===== Text excerpt =====
I continue my search in the other two districts I investigated in 2016, both of which had very high Urbanity Index values (u = 1.2), namely the Röda Rosen block in Gärdet and the Lägret block in Östermalm. And as expected, in the Röda Rosen block in Gärdet one finds the second-hand bookstore Aspingtons Antikvariat. And in the Lägret block in Östermalm, even though one finds no second-hand bookstore, there are other types of mine canaries, such as the restaurant Coco & Carmen, the pastry designer Ateljé Tårtan and the upholsterer Lars Blomkvists Tapetserarverkstad.

Appendix 1 of 2. On the Enterprising but Ruthless Louis Campanello

As a direct consequence of and a direct response to my work with the above article, Johan Johansson (as part of a continual, ongoing, informal e-mail conversation between Johan Johansson, Lars Marcus and myself) has written the following comments regarding Gothenburg and Upper Johanneberg, as well as on the Urbanity Index as a method of measurement. In an e-mail from June 5, 2018, Johan Johansson writes about the enterprising but ruthless Louis Campanello, and his achievements as an urban renewal activist in Gothenburg during the height of the period of record construction:

E-mail from Johan

When Albert Lilienberg and Uno Åhrén planned their respective areas of Johanneberg, relatively high u-values were as natural for newly built urban districts as the opposite is today. The conditions of production in the period between the wars resulted almost unavoidably in relatively small-scale subdivisions in both Upper and Lower Johanneberg. It would take several decades before new urban developments with almost no u-Index value at all would begin to be realized in Gothenburg, but on the other hand, the change happened very quickly.


In 1960 Louis Campanello became the president of the newly formed, half-municipal company Göta Lejon, a company with the politically formulated mission to systematically acquire properties that are ripe for clearance in certain neighborhoods, and in order to accomplish this, to also participate in the formulation of new city plans that would govern such clearance, to directly or indirectly participate in the evacuation of households and businesses, and not least to deed land in those neighborhoods that are regarded as ripe for clearance to other companies who could take responsibility for the physical implementation.

Campanello was recruited from Gävle, where he worked during the 1950s and gained recognition for his efforts in the clearance of the Söder district. Campanello’s method involved buying up and acquiring all of the properties in a city block in order to combine them into one entire block-size entity, and he was a proven, skillful implementer. The building, administrative, and technical rationality that was necessary to transform the development of Söder was achieved by removing as many inner property lines as possible. His combination of clarity and force-of-will appealed to many municipal politicians in Gothenburg. Campanello’s method raised hopes for a quick, rational, and definitive solution to the problem of outdated building developments in districts like Landala, Annedal, Gårda, Haga, Olskroken, and Stigberget.
===== Material provided =====
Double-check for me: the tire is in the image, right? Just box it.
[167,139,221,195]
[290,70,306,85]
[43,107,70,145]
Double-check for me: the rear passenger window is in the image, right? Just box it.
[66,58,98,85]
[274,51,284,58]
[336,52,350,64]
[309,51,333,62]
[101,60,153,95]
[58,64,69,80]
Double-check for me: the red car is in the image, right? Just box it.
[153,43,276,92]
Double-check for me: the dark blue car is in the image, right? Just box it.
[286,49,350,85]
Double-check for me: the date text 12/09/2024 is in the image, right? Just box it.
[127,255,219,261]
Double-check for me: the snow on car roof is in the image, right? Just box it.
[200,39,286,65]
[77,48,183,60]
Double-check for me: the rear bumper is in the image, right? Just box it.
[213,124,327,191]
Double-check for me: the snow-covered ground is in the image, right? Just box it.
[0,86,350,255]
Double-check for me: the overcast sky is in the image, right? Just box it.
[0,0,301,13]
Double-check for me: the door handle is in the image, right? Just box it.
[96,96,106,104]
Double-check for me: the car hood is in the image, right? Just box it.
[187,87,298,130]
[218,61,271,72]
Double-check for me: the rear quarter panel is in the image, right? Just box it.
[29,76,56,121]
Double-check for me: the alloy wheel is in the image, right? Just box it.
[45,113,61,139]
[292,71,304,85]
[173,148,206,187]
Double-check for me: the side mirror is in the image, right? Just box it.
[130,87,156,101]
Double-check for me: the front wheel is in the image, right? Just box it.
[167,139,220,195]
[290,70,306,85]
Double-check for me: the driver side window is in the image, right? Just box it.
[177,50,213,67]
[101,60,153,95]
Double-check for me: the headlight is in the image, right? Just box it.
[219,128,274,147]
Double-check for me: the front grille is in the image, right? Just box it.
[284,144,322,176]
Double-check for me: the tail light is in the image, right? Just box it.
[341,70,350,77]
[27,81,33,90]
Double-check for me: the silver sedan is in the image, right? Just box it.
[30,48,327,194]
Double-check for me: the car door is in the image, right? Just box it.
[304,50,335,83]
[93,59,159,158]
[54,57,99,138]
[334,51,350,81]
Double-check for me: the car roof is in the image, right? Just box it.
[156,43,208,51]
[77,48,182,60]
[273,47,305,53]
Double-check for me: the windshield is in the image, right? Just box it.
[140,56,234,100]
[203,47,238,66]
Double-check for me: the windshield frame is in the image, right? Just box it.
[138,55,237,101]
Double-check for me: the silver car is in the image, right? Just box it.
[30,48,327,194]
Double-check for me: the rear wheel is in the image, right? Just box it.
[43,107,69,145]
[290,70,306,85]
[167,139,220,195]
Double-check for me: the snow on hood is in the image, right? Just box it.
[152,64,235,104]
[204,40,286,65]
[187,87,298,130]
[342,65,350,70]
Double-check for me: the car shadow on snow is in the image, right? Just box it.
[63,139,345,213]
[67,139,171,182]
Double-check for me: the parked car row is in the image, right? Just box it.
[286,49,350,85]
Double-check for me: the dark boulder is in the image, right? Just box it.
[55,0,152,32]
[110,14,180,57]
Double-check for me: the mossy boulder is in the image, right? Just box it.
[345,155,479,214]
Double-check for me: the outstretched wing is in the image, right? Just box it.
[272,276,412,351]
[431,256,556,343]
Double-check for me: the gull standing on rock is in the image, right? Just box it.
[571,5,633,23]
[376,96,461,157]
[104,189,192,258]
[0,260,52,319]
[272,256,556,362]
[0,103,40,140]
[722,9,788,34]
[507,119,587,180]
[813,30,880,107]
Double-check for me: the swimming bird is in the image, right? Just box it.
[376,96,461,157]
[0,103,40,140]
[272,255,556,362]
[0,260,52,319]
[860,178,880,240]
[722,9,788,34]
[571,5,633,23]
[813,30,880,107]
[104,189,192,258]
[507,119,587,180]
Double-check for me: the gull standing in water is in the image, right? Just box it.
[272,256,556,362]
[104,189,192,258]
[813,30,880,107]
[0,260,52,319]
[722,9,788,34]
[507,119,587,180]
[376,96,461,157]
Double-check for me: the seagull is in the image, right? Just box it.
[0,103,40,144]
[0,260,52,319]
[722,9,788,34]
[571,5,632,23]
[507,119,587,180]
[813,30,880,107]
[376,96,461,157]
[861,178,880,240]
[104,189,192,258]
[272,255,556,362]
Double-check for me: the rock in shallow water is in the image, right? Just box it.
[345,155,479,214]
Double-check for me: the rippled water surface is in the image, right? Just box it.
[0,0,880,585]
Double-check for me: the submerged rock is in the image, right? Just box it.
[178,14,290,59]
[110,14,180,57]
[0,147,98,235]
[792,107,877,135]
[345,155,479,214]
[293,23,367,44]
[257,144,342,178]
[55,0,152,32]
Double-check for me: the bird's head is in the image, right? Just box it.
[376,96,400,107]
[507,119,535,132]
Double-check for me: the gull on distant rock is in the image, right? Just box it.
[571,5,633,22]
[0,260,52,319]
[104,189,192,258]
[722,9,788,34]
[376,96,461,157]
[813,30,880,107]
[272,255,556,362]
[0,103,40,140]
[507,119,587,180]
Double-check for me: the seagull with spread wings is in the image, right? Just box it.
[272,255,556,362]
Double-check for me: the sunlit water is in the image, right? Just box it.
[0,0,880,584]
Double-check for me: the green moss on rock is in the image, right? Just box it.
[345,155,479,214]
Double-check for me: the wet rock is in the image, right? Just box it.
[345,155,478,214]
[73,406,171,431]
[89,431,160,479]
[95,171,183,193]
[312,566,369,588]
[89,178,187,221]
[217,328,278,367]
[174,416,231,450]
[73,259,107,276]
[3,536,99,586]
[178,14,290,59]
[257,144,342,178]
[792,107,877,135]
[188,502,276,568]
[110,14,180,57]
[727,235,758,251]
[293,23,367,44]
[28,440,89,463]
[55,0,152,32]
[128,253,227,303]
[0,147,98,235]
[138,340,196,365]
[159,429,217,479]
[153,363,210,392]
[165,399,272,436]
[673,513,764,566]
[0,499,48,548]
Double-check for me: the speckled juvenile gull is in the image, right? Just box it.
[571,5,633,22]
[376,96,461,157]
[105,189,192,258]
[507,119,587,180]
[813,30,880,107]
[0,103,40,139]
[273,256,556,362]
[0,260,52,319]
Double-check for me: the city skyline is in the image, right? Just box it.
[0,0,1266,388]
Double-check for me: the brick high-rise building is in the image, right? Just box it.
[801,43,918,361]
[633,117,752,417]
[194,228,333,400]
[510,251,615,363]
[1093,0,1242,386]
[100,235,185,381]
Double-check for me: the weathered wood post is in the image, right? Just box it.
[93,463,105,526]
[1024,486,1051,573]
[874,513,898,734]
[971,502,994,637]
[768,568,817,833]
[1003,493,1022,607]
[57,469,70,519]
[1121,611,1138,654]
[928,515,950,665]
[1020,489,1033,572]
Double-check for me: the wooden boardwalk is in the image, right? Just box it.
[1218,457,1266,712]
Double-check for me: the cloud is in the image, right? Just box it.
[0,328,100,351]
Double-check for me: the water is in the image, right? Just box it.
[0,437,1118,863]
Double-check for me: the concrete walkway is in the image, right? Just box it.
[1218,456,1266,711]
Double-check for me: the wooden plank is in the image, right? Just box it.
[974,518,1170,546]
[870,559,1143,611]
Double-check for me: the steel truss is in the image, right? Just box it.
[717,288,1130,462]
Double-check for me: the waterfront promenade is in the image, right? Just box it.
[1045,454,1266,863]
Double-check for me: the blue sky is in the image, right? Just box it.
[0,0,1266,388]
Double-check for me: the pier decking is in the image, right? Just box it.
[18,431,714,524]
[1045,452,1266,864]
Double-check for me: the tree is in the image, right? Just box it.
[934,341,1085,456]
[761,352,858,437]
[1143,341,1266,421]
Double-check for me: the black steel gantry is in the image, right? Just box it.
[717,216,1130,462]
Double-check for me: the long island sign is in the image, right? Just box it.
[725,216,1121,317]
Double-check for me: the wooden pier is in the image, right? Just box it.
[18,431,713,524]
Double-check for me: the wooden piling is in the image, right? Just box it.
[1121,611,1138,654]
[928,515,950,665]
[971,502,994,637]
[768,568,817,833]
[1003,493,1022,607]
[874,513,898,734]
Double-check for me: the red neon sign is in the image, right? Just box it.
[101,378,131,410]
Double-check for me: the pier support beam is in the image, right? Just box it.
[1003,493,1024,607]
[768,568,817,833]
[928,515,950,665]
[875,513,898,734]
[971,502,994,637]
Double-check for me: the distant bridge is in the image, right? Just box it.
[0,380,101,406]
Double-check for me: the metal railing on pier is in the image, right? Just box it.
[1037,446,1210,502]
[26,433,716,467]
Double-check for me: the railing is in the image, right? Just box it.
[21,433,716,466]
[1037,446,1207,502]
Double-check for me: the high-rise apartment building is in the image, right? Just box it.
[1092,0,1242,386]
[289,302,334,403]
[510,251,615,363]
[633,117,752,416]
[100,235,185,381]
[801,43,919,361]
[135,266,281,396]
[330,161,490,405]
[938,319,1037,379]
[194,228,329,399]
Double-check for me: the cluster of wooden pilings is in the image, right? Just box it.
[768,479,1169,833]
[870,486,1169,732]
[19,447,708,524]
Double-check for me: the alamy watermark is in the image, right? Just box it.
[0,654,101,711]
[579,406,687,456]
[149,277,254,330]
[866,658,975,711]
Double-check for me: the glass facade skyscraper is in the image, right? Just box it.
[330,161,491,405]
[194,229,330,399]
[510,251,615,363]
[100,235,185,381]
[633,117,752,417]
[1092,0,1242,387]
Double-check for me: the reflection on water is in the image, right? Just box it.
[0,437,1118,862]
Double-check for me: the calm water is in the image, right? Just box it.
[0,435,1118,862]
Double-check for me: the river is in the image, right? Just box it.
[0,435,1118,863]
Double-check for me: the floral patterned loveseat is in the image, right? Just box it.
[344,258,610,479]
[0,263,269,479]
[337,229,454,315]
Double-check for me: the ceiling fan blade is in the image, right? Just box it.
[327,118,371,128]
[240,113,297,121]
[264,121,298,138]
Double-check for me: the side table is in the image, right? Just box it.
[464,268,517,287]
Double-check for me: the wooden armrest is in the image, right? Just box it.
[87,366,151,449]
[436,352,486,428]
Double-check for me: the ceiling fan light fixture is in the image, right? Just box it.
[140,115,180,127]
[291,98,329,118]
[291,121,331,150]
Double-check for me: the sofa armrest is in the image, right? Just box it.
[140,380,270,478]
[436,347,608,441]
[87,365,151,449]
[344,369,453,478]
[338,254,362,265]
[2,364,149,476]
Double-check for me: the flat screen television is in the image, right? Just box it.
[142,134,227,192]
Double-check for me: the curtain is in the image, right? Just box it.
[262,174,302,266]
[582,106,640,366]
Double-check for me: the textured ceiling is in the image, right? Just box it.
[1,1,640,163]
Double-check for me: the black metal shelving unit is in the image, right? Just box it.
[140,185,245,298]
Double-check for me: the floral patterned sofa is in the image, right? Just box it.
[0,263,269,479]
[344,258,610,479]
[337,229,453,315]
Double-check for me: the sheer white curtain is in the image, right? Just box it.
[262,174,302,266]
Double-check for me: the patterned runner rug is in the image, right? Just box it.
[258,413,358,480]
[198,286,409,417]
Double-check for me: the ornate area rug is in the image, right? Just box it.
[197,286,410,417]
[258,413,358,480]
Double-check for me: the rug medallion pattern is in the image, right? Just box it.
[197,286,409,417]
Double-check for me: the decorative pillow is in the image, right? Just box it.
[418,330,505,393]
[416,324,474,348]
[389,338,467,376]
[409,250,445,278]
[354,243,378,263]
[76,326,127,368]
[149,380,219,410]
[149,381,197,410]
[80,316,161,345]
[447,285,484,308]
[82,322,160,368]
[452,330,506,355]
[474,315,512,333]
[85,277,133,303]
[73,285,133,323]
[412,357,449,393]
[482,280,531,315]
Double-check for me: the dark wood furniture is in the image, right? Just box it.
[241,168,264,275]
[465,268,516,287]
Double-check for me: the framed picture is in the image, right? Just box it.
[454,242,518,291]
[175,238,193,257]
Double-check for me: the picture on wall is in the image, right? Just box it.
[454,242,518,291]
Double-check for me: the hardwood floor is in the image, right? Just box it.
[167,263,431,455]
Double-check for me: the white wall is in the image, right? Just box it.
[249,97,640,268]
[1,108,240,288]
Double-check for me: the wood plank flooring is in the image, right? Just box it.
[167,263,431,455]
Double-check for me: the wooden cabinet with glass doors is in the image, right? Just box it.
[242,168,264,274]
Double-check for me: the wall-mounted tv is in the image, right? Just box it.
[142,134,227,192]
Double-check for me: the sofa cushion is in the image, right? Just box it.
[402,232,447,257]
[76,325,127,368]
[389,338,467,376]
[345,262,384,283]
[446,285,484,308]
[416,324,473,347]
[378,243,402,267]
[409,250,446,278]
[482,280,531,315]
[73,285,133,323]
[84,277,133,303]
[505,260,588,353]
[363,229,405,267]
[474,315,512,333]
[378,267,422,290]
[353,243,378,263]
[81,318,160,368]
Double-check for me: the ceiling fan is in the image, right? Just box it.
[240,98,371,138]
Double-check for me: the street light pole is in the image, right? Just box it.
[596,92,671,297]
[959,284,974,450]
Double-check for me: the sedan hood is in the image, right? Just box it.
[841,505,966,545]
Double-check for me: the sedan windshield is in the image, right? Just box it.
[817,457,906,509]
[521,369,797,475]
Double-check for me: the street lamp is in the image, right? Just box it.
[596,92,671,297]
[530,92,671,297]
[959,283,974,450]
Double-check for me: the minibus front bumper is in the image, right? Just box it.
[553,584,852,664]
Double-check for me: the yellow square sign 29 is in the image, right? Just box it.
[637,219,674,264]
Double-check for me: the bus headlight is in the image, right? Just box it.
=====
• **What the task requires**: In the text on urban renewal in Gothenburg, which company did Louis Campanello become president of in 1960? The records were taken from a separate source and are not tied to the text.

• **Exercise solution**: Göta Lejon, a newly formed, half-municipal company.